**Tareas por hacer:**
[1] En el texto sobre el ruido en México, ¿qué fomenta la iglesia como terrorismo urbano, pero sacramentado?
[2] Continúa el texto sobre el ruido en México justo después de su última oración.

==== Sección de texto ====

Continúo y amplifico —postrado por la enfermedad— artículos que he escrito, mudo, sobre el ruidero en que se ha convertido la Patria.
¿Habrá una relación proporcional entre el desarrollo intelectual y el silencio? De haberla, me temo que estamos en una etapa muy primate de la inteligencia. Vivimos en el perpetuo estrépito, en el mero mero reino del decibel asesino, la patria espeluznante que, como los gatos de López Velarde “erizan el ruido...”
La idea general en México es que la realidad se mide en decibeles. Que sólo la cantidad de ruido que generamos per cápita mide el significado de la vida. El resultado es una pandemia del estrépito, una especie del Covid del estruendo. Ya me he quejado de las motocicletas y las peseras, de los perros y de los cantantes que merodean por las plazas con la convicción de que sus bocinas tienen autoridad para arrasar con la libertad de expresión, sin derecho de réplica.
La gente que le asesta pandemonium a sus vecinos deriva placeres mistéricos. La iglesia fomenta el empleo de los cohetones como terrorismo urbano, pero sacramentado. Las explosiones no en Gaza o en Tel Aviv sino en el amor a San Tinitus.
Las autoridades permiten a los motociclistas retacar al pavimento de estridencia, recetándole al pueblo su dosis de insomnio. Para pasar su examen de conducir, los choferes de las peseras lanzan las siete sílabas de la mentada de madre con sus mofles móviles, transformantes y regenerados. Los traficantes de refrigeradores muertos o, en su defecto, de tamales oaxaqueños, tienen derecho a secuestrarle a usted los tímpanos cinco minutos tres veces al día.
Los choferes de los coches educan a sus hijos, cuando los llevan a la escuela a estudiar civismo, en el arte de usar el cláxon para la mentada de madre andantino, la mentada de madre adagio y la mentada de madre maestoso. Luego, al regresar al hogar, durante un minuto procederá a sonar el cláxon —siempre fortísimo—, hasta que su medio millar de decibeles ordene a “la criada” (como se dice no sin humor negro) correr a abrirle la cochera como el caballo abrió Troya.

==== Material proporcionado ====

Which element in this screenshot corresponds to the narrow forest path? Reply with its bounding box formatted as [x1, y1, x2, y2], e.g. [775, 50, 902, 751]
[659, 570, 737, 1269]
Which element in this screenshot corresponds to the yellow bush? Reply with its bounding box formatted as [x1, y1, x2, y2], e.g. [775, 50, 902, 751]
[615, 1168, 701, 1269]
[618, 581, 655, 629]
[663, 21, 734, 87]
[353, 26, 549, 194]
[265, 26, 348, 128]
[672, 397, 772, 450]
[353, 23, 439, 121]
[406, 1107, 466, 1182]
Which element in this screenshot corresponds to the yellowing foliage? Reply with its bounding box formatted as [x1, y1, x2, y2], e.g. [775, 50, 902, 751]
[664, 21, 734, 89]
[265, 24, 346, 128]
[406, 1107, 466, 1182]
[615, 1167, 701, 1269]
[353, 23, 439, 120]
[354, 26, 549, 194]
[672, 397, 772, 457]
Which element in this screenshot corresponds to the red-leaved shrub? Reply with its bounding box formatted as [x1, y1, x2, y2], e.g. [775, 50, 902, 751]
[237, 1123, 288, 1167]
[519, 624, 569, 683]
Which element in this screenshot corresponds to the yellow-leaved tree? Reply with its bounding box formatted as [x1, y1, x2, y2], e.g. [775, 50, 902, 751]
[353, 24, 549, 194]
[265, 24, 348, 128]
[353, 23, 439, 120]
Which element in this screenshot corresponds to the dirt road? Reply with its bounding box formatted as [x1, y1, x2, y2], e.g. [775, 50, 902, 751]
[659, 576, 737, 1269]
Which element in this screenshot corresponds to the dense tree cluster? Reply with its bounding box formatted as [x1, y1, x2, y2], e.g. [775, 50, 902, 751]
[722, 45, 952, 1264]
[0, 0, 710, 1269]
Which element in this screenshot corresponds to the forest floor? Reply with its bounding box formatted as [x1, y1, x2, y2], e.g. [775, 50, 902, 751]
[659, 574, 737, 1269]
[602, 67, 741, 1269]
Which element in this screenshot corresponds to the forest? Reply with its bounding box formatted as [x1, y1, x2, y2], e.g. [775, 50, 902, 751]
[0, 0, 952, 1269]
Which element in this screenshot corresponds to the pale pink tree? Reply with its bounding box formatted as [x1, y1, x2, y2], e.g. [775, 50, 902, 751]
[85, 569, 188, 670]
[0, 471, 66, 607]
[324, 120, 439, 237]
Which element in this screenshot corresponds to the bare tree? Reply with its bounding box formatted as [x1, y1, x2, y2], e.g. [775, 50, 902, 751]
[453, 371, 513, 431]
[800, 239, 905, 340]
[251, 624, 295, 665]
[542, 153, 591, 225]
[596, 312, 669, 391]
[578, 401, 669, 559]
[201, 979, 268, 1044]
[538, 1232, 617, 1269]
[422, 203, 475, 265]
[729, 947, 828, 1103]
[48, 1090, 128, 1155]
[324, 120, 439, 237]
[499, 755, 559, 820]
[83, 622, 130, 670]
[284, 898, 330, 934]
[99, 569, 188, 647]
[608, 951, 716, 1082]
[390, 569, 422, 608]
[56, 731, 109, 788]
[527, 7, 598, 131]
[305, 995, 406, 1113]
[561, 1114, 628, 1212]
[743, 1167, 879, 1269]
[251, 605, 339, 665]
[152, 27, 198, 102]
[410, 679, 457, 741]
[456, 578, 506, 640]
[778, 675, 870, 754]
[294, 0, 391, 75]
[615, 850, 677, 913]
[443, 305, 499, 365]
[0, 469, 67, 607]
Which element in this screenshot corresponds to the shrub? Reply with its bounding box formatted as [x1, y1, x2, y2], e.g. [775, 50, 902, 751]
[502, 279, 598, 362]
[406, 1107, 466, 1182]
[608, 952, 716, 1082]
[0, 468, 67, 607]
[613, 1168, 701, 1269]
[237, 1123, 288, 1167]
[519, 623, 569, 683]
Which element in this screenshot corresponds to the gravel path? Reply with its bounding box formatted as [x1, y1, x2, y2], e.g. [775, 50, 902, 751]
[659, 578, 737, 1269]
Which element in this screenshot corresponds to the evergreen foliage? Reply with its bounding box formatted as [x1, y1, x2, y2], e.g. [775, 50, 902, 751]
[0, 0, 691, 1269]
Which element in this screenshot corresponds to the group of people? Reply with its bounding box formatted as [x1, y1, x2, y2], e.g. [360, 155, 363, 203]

====

**Resultados esperados:**
[1] El empleo de los cohetones.

[2]
Ya me referí a los restauranteros y su misteriosa convicción de que un aguacate multiplica su sabor si viene envuelto de señorita que aúlla su amor tormentoso, o de galán ardiente que fue reciprocado. ¿Creerán que la digestión mejora si las tripas se zangolotean con los golpazos de un subwoofer?
Otra adición a la bullanga: la gente que organiza en los restaurantes concursos de “Miren qué fuerte me río”. El tipo que berrea su ingenioso comentario, sus amigos que lo festejan a carcajadotas y la imprescindible dama que exhibe sus amígdalas disparando una metralleta de JAJAJAs mientras zangolotea el silicón, para que se note cuán desinhibida es.
¿Algún candidato ha propuesto en su programa de gobierno que, de ser favorecido por el voto popular, le bajará el volumen a la patria? No. Alguien que propusiera juntar bocinas y hacer en el zócalo una pira majestuosa. Que mandara castrarle los mofles a las peseras. Que atrapara Acamotos y los enviara a un Torito a escuchar 24 horas de bebés llorando. Que les confiscara la pólvora a los curas y sus coheteros. Pero no. Antes al contrario, su líder NOXXÑA (cuyo nombre se opaca para precaver censura) grita desde la presidencia del Senado ¡NADA NADA NADA! enfatizando cada voz con karatazos.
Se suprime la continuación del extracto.